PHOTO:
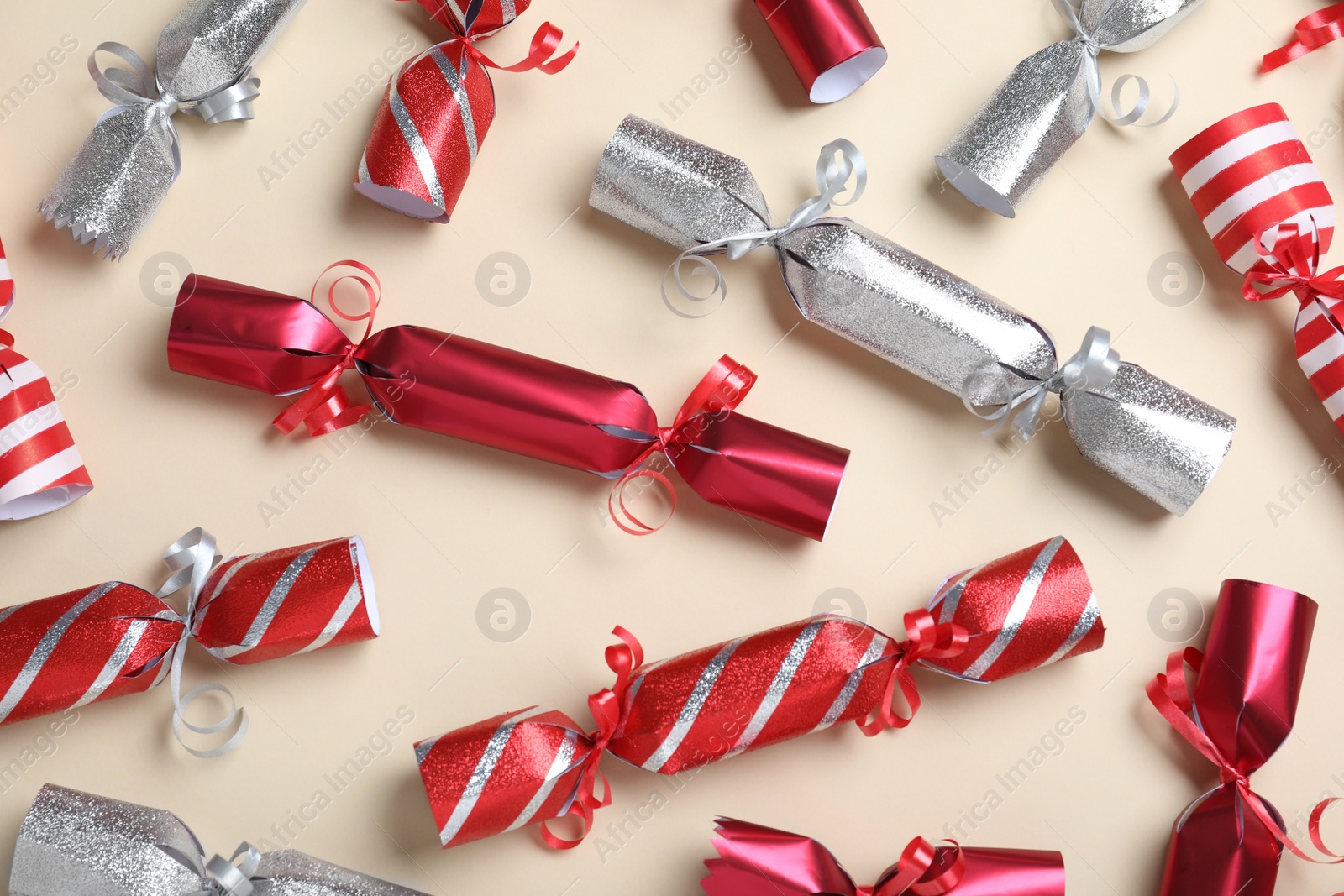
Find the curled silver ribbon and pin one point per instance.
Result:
(1093, 365)
(139, 86)
(837, 164)
(192, 559)
(1093, 70)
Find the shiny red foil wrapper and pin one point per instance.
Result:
(754, 691)
(116, 638)
(764, 862)
(1247, 701)
(830, 43)
(506, 399)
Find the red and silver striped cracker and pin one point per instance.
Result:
(40, 469)
(1247, 175)
(1026, 610)
(82, 647)
(501, 774)
(279, 604)
(752, 692)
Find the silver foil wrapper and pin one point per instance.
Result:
(1007, 148)
(112, 187)
(1153, 437)
(77, 844)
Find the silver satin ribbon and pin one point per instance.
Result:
(837, 163)
(192, 559)
(139, 86)
(1095, 365)
(1093, 70)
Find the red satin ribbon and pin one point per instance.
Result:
(1312, 33)
(914, 862)
(927, 640)
(1169, 694)
(718, 391)
(324, 406)
(608, 707)
(1294, 251)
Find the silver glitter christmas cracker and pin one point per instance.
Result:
(1003, 154)
(203, 67)
(1147, 432)
(73, 842)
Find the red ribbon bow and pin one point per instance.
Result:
(927, 640)
(544, 42)
(324, 406)
(906, 876)
(718, 391)
(1297, 255)
(1312, 33)
(1169, 694)
(608, 707)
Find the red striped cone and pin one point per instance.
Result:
(1249, 176)
(284, 602)
(504, 773)
(40, 469)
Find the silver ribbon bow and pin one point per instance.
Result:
(139, 86)
(192, 559)
(837, 163)
(1093, 71)
(1095, 365)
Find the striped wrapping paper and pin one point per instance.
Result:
(434, 116)
(118, 638)
(1021, 611)
(1249, 175)
(40, 469)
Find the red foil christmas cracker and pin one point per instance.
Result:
(1270, 217)
(440, 105)
(116, 638)
(40, 469)
(830, 43)
(506, 399)
(1010, 616)
(763, 862)
(1247, 681)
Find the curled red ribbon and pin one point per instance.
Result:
(1310, 33)
(927, 640)
(1169, 694)
(718, 391)
(324, 406)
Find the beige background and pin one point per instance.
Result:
(448, 521)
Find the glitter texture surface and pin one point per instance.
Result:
(1001, 155)
(77, 844)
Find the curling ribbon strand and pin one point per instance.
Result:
(1169, 694)
(324, 406)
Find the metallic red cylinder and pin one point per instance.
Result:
(830, 43)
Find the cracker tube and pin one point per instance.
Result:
(491, 396)
(1270, 219)
(40, 468)
(1242, 708)
(763, 862)
(112, 187)
(114, 638)
(830, 43)
(77, 842)
(1050, 100)
(1010, 616)
(438, 107)
(1151, 436)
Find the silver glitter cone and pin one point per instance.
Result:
(114, 183)
(911, 312)
(1151, 436)
(1007, 148)
(77, 844)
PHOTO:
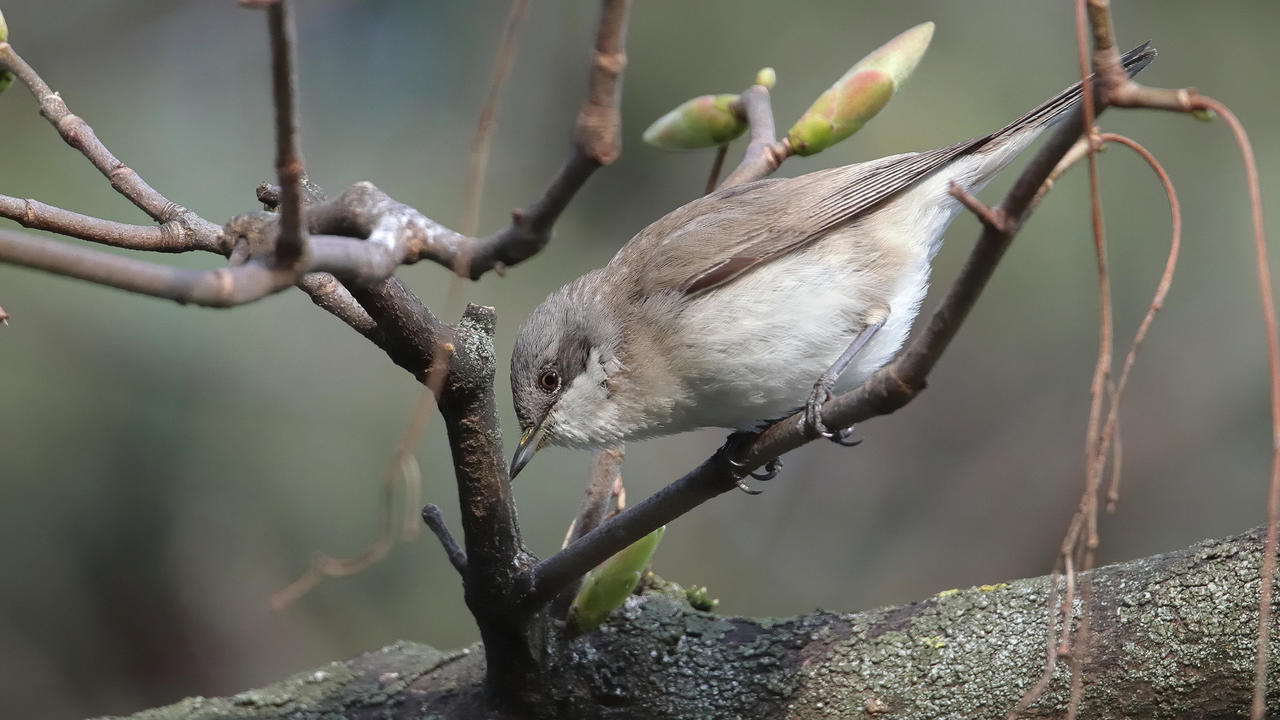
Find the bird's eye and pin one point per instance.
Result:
(549, 381)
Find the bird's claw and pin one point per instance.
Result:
(739, 466)
(844, 437)
(771, 470)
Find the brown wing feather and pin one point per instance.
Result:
(716, 238)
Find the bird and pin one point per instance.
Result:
(754, 301)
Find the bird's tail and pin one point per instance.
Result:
(1052, 109)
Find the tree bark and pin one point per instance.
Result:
(1171, 636)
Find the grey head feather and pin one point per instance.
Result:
(558, 337)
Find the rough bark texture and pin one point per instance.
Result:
(1173, 637)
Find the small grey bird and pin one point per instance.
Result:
(727, 310)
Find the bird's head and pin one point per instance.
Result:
(561, 369)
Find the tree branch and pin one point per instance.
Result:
(223, 287)
(77, 133)
(1171, 637)
(172, 236)
(292, 242)
(597, 142)
(764, 153)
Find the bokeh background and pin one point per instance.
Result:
(164, 469)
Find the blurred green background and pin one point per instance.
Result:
(164, 469)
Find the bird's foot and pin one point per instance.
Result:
(810, 424)
(737, 466)
(844, 437)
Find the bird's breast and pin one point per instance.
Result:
(752, 350)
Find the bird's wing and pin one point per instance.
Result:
(718, 237)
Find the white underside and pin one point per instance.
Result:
(764, 338)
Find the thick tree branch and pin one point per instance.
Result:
(1171, 637)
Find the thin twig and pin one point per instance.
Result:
(602, 496)
(223, 287)
(764, 153)
(483, 137)
(717, 165)
(172, 236)
(1111, 427)
(1269, 315)
(291, 244)
(77, 133)
(1093, 464)
(434, 520)
(597, 142)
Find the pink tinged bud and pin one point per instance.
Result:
(863, 91)
(703, 122)
(609, 584)
(767, 77)
(5, 77)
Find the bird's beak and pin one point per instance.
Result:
(529, 443)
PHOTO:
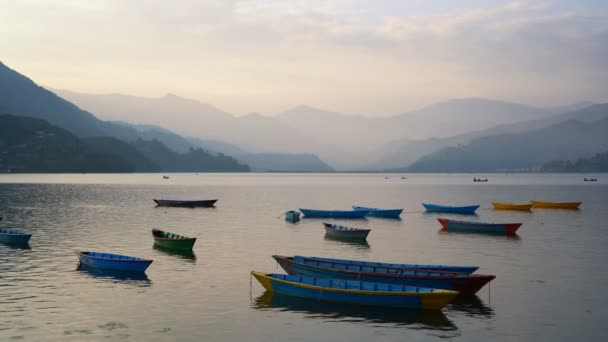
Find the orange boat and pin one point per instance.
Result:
(556, 205)
(512, 206)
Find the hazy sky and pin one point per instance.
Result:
(371, 57)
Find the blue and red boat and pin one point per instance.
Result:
(378, 212)
(463, 283)
(113, 261)
(343, 214)
(366, 265)
(482, 227)
(344, 232)
(464, 210)
(356, 292)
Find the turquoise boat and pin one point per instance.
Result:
(356, 292)
(378, 212)
(12, 236)
(344, 232)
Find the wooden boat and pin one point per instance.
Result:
(436, 208)
(556, 205)
(358, 264)
(377, 212)
(343, 232)
(185, 204)
(172, 241)
(496, 228)
(512, 206)
(356, 292)
(14, 236)
(349, 214)
(292, 216)
(464, 283)
(113, 261)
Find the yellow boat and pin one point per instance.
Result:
(512, 206)
(556, 205)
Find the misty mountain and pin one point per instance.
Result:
(519, 152)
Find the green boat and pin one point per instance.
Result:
(172, 241)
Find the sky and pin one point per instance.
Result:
(376, 57)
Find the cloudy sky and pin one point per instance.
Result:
(373, 57)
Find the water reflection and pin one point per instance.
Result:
(471, 306)
(187, 254)
(331, 312)
(359, 244)
(139, 278)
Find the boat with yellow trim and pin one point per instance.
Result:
(512, 206)
(356, 292)
(556, 205)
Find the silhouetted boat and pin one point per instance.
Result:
(172, 241)
(113, 261)
(349, 214)
(377, 212)
(356, 292)
(556, 205)
(512, 206)
(464, 283)
(500, 228)
(14, 236)
(185, 204)
(344, 232)
(436, 208)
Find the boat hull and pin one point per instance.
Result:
(434, 300)
(346, 214)
(185, 204)
(465, 284)
(556, 205)
(465, 210)
(14, 237)
(139, 265)
(495, 228)
(382, 213)
(361, 265)
(512, 206)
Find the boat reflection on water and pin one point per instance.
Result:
(471, 306)
(187, 254)
(139, 278)
(357, 244)
(338, 312)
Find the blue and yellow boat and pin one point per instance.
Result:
(356, 292)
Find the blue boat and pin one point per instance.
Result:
(463, 283)
(344, 232)
(377, 212)
(435, 208)
(346, 214)
(292, 216)
(113, 261)
(14, 236)
(356, 292)
(359, 263)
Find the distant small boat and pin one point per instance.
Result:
(436, 208)
(347, 214)
(113, 261)
(377, 212)
(14, 236)
(556, 205)
(512, 206)
(292, 216)
(496, 228)
(185, 204)
(343, 232)
(356, 292)
(172, 241)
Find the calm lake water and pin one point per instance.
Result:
(551, 279)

+++++

REQUIRED WORK
Output the material word for word, omitting its pictures.

EXPECTED ANSWER
PHOTO:
Find the curled silver ribbon and pin one point per instance.
Result:
(1093, 365)
(139, 86)
(837, 164)
(192, 559)
(1093, 70)
Find the shiny red foil wrapper and pin one point per instance.
Result:
(754, 691)
(116, 638)
(764, 862)
(1247, 701)
(830, 43)
(506, 399)
Find the red and silver striped cracker and pin one point per instance.
Result:
(40, 469)
(1247, 175)
(1026, 610)
(82, 647)
(501, 774)
(279, 604)
(752, 692)
Find the silver foil wrapper and pin one point per instance.
Result:
(1007, 148)
(112, 187)
(1153, 437)
(77, 844)
Find the silver satin ribbon and pin one point per instance.
Result:
(837, 163)
(192, 559)
(139, 86)
(1095, 365)
(1093, 70)
Find the red satin ribbon and pin one point per instance.
Result:
(1312, 33)
(914, 862)
(927, 640)
(1169, 694)
(718, 391)
(324, 406)
(608, 707)
(1294, 251)
Find the silver glitter christmas cracker and pin one point per instance.
Result:
(1003, 154)
(203, 67)
(1147, 432)
(73, 842)
Find the red ribbon bow and pin one point per instance.
Result:
(927, 640)
(544, 42)
(324, 406)
(906, 876)
(718, 391)
(1297, 255)
(1312, 33)
(1169, 694)
(608, 707)
Find the red striped cone and pin one point per instance.
Result:
(1249, 176)
(284, 602)
(504, 773)
(40, 469)
Find the silver ribbon bow and pin one point per instance.
Result:
(139, 86)
(192, 559)
(837, 163)
(1093, 71)
(1095, 365)
Find the striped wrapping paper and pin one point per instance.
Result:
(434, 116)
(118, 638)
(1021, 611)
(1249, 175)
(40, 469)
Find the red foil christmas cracker and pin one point per instance.
Result:
(1270, 217)
(440, 105)
(116, 638)
(40, 469)
(830, 43)
(506, 399)
(1010, 616)
(763, 862)
(1247, 681)
Find the curled red ribbon and pin one point per instance.
Result:
(1310, 33)
(927, 640)
(1169, 694)
(718, 391)
(324, 406)
Find the beige background and pin one point per instance.
Result:
(448, 521)
Find the glitter texture surface and pin one point per instance.
Result:
(1001, 155)
(77, 844)
Find the curling ribbon strand and pin one point per instance.
Result:
(1169, 694)
(324, 406)
Find the metallic red cylinder and pin one point per instance.
Result:
(830, 43)
Find the cracker tube and pin one point per instance.
Result:
(491, 396)
(1270, 219)
(40, 468)
(1242, 708)
(763, 862)
(112, 187)
(114, 638)
(830, 43)
(77, 842)
(1050, 100)
(1010, 616)
(438, 107)
(1151, 436)
Find the silver glitter cone and pin one point per instance.
Result:
(114, 183)
(911, 312)
(1151, 436)
(1007, 148)
(77, 844)
PHOTO:
Find the bird's eye and pin one point per instance.
Result:
(549, 381)
Find the bird's claw and pin one point per instance.
Result:
(739, 466)
(844, 437)
(771, 470)
Find the brown wing feather and pin one point per instance.
Result:
(716, 238)
Find the bird and pin one point per instance.
Result:
(754, 301)
Find the bird's tail and pin one point per instance.
Result:
(1052, 109)
Find the tree bark and pin one point per instance.
Result:
(1171, 636)
Find the grey head feather and pin one point per instance.
Result:
(558, 337)
Find the rough bark texture and pin one point per instance.
Result:
(1173, 637)
Find the small grey bird and pin one point per instance.
Result:
(727, 310)
Find the bird's head and pin one point per instance.
Result:
(561, 369)
Find the tree branch and pin one point per instance.
Result:
(223, 287)
(77, 133)
(1171, 637)
(172, 236)
(292, 242)
(597, 142)
(764, 153)
Find the bokeh background and pin one point per instance.
Result:
(164, 469)
Find the blurred green background and pin one point per instance.
Result:
(164, 469)
Find the bird's foot and pin one point per instance.
Result:
(810, 424)
(737, 466)
(844, 437)
Find the bird's breast and pin one point per instance.
Result:
(752, 350)
Find the bird's wing and pin one point per instance.
Result:
(718, 237)
Find the white underside and pin one point per instance.
Result:
(764, 338)
Find the thick tree branch and pin one point per instance.
Result:
(1171, 637)
Find the thin twig and pin one point per instance.
Result:
(602, 496)
(223, 287)
(764, 153)
(483, 137)
(717, 165)
(172, 236)
(1111, 427)
(1269, 315)
(291, 244)
(77, 133)
(1093, 464)
(434, 520)
(597, 142)
Find the pink tinged bud and pin one point per instance.
Result:
(863, 91)
(703, 122)
(609, 584)
(767, 77)
(5, 77)
Find the bird's beak and pin one point per instance.
Result:
(529, 443)
PHOTO:
Find the orange boat and pin one point per instance.
Result:
(556, 205)
(512, 206)
Find the hazy sky and pin one point per instance.
Result:
(371, 57)
Find the blue and red boat and pin one point per instance.
Result:
(378, 212)
(463, 283)
(113, 261)
(343, 214)
(366, 265)
(482, 227)
(344, 232)
(464, 210)
(356, 292)
Find the turquoise boat and pin one point per instance.
Result:
(356, 292)
(378, 212)
(12, 236)
(344, 232)
Find the wooden boat and pin one point per instance.
Result:
(436, 208)
(556, 205)
(358, 264)
(377, 212)
(343, 232)
(185, 204)
(172, 241)
(496, 228)
(512, 206)
(356, 292)
(14, 236)
(349, 214)
(292, 216)
(464, 283)
(113, 261)
Find the yellow boat and pin one point per instance.
Result:
(512, 206)
(556, 205)
Find the misty mountain and pin one point per instance.
Result:
(519, 152)
Find the green boat and pin one point per instance.
Result:
(172, 241)
Find the sky and pin one point per instance.
Result:
(376, 57)
Find the cloudy sky and pin one point per instance.
Result:
(373, 57)
Find the water reflection and pin one point per instance.
Result:
(471, 306)
(187, 254)
(331, 312)
(359, 244)
(139, 278)
Find the boat with yellow trim and pin one point per instance.
Result:
(512, 206)
(356, 292)
(556, 205)
Find the silhouetted boat and pin one point per instance.
Result:
(172, 241)
(113, 261)
(349, 214)
(377, 212)
(356, 292)
(556, 205)
(512, 206)
(464, 283)
(500, 228)
(14, 236)
(185, 204)
(344, 232)
(436, 208)
Find the boat hull and pin one point per instance.
Result:
(434, 300)
(346, 214)
(185, 204)
(465, 284)
(556, 205)
(465, 210)
(14, 237)
(139, 265)
(495, 228)
(382, 213)
(361, 265)
(512, 206)
Find the boat reflection on water and pin one point per instance.
Result:
(471, 306)
(187, 254)
(139, 278)
(357, 244)
(338, 312)
Find the blue and yellow boat and pin one point per instance.
Result:
(356, 292)
Find the blue boat and pin one point per instance.
Result:
(463, 283)
(344, 232)
(377, 212)
(435, 208)
(346, 214)
(292, 216)
(113, 261)
(14, 236)
(356, 292)
(359, 263)
Find the distant small boat and pin one point per instance.
Result:
(436, 208)
(347, 214)
(113, 261)
(377, 212)
(14, 236)
(556, 205)
(512, 206)
(292, 216)
(496, 228)
(185, 204)
(343, 232)
(356, 292)
(172, 241)
Find the calm lake water and pin one point per instance.
Result:
(551, 279)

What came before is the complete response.